Text under study Start Marker

I’m sitting in a coffee shop for the first time away from our baby for “pleasure” and not an errand. Spoiler alert: baby girl arrived, The Longest Shortest Time ago. Healthy and sweet she’s here and she’s doing great.
I’ve missed writing on a really basic level but have also no idea how anyone with a newborn manages to put words together to form sentences in everyday life, let alone log in to a thing and type them out for other people to read. I’m making excuses for myself and this post will likely get rambly, both because I’m tired and because I have so much I want to say.
I’ll pick up where I left off in January, though. (Trigger warning: decreased fetal movement, induction, early labour.) That trigger warning says a lot already but hopefully anyone reading and holding their breath a little feels like they can continue to read on, knowing that this story ends well. I also realize that some of what I’ll describe will be extremely triggering for anyone who has lost a baby without explanation at full term. (Big hugs and love to you brave mamas.)

Text under study End Marker
Information supplied Start Marker

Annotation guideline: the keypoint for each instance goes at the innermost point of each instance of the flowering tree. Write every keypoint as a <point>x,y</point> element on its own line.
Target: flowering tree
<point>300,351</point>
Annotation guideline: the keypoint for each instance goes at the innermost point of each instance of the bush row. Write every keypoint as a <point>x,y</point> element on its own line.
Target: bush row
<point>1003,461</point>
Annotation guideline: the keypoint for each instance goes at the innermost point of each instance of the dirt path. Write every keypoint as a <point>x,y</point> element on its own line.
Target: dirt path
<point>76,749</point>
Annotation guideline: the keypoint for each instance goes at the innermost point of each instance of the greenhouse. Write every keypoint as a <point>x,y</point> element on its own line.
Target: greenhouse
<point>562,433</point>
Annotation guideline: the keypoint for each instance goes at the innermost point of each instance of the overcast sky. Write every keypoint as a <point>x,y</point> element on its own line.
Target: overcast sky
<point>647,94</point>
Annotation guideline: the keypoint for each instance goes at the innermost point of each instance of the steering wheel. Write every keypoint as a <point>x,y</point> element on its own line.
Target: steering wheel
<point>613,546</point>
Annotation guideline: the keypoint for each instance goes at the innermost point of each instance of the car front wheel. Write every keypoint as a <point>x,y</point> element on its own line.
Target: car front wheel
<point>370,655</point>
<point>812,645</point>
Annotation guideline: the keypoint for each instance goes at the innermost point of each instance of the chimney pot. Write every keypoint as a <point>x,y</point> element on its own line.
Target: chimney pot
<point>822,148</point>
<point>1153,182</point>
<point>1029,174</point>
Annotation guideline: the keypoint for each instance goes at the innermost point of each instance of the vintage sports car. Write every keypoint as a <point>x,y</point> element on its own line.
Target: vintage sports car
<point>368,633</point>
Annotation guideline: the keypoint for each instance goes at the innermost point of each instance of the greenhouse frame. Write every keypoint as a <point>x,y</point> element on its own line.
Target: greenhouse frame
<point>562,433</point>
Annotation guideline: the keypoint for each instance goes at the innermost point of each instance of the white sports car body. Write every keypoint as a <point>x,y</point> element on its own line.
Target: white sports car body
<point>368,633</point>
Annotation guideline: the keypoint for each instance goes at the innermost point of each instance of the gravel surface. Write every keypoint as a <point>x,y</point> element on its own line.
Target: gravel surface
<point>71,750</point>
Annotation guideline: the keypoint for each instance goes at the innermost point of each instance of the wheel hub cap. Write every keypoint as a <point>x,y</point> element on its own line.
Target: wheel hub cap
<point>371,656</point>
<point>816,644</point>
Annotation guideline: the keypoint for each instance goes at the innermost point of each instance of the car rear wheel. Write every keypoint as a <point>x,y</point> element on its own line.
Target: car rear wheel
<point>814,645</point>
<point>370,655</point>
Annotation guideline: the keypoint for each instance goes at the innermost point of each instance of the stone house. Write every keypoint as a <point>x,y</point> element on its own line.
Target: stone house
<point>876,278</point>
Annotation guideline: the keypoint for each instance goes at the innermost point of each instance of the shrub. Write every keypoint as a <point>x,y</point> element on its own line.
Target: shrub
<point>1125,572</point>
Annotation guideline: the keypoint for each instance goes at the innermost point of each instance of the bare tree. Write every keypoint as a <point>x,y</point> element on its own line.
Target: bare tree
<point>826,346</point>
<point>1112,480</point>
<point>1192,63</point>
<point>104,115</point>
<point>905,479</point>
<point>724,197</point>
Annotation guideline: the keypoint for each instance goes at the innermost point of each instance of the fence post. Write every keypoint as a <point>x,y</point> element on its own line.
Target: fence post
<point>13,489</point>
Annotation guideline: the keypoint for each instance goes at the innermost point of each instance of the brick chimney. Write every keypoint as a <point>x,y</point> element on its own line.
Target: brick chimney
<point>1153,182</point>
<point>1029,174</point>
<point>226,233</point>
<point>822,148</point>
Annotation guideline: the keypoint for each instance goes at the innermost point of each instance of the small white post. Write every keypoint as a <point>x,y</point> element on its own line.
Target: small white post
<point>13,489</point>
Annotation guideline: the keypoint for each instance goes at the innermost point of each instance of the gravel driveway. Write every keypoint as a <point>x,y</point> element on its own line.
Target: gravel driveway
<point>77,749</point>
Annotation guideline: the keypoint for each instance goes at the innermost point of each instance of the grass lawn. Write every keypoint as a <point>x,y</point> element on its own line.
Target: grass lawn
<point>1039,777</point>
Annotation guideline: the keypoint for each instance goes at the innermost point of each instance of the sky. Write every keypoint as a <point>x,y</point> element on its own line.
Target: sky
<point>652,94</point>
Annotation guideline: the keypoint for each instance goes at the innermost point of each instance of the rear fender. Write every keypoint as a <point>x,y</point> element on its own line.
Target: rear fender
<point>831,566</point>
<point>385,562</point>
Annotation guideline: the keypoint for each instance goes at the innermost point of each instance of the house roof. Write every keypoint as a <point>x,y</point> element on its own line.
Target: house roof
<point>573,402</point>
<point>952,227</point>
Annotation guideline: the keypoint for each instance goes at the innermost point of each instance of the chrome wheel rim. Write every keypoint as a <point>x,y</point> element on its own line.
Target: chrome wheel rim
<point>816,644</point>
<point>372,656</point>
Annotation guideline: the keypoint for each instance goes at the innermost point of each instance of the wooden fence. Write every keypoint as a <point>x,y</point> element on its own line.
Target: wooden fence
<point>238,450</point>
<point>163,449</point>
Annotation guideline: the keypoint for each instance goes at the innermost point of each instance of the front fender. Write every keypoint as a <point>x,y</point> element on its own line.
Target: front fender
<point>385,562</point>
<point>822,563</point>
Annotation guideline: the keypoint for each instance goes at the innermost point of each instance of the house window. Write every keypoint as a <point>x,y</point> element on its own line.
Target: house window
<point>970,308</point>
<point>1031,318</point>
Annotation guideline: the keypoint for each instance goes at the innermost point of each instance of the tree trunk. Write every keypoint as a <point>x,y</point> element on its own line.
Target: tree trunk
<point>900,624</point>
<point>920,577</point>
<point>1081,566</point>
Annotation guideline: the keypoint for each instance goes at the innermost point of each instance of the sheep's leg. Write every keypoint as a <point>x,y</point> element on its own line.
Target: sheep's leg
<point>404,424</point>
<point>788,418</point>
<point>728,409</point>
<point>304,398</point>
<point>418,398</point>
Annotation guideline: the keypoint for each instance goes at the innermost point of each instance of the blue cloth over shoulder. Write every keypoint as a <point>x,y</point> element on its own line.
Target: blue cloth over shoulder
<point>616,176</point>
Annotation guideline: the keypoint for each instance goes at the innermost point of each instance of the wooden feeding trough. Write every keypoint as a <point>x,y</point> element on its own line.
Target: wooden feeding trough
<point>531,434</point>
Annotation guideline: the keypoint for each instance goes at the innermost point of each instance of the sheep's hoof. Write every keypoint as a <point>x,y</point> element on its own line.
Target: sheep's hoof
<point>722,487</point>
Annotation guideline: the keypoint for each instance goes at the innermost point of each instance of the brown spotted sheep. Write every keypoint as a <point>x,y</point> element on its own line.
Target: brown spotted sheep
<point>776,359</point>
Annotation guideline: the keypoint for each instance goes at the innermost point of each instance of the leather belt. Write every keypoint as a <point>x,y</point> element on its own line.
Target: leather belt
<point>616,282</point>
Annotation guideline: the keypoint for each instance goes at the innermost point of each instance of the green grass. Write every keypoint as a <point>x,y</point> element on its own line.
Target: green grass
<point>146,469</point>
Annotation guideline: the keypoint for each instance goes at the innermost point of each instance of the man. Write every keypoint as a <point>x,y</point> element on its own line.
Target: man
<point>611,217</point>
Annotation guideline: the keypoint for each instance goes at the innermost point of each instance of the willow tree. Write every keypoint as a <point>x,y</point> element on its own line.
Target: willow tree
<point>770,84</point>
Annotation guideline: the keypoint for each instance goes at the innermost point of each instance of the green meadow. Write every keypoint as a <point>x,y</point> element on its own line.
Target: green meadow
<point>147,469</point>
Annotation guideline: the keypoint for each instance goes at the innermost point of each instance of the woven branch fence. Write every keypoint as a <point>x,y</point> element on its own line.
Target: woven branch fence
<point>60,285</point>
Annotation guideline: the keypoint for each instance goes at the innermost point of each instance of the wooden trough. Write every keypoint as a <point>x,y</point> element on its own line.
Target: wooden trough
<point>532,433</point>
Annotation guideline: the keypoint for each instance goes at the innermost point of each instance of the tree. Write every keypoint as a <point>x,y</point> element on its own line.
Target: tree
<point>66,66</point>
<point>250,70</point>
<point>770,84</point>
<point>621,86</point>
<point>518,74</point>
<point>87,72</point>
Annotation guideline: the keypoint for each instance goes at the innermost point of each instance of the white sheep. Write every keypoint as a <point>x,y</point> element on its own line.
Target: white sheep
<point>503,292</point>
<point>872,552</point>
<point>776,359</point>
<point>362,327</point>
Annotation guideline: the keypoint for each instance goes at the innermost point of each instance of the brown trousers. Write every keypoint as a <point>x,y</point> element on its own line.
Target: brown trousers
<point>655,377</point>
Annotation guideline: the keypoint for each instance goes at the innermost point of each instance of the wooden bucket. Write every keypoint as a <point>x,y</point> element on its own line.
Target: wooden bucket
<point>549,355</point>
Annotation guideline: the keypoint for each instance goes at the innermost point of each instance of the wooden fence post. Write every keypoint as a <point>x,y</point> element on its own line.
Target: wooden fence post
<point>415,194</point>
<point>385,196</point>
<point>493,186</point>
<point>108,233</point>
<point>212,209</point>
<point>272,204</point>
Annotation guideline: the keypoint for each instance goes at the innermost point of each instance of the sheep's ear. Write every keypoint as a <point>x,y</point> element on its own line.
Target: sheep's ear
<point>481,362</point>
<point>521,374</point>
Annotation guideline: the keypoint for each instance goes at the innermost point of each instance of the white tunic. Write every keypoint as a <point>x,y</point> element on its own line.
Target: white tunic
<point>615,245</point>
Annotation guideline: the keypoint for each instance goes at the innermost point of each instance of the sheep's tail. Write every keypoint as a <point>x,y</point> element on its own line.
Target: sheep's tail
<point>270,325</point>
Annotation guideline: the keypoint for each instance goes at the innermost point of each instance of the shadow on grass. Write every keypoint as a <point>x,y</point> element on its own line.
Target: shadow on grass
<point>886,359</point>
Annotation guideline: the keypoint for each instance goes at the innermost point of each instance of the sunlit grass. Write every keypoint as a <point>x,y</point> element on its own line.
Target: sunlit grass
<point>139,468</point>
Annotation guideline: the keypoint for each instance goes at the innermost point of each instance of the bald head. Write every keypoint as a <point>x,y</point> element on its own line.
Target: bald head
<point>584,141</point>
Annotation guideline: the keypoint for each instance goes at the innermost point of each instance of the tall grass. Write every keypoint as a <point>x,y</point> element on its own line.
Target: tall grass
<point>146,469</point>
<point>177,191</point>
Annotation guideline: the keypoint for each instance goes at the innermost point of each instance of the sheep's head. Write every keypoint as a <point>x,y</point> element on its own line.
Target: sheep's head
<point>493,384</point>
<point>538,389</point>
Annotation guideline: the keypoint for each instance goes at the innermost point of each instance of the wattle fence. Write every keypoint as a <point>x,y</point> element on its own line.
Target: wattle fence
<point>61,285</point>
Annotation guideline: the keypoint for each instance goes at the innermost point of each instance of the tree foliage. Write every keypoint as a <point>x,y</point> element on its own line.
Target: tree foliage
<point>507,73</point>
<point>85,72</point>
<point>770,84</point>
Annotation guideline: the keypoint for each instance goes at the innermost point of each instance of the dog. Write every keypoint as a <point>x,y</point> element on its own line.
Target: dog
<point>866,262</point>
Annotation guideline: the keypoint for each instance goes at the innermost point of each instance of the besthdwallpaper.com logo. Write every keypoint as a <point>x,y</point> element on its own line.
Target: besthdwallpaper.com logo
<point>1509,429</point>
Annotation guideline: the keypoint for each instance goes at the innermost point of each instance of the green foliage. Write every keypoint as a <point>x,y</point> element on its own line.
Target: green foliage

Information supplied End Marker

> Questions:
#1 Extract the passage of the post from "I’ve missed writing" to "want to say.".
#2 List every topic that the trigger warning in the post names.

> Results for the exercise:
#1
I’ve missed writing on a really basic level but have also no idea how anyone with a newborn manages to put words together to form sentences in everyday life, let alone log in to a thing and type them out for other people to read. I’m making excuses for myself and this post will likely get rambly, both because I’m tired and because I have so much I want to say.

#2 decreased fetal movement; induction; early labour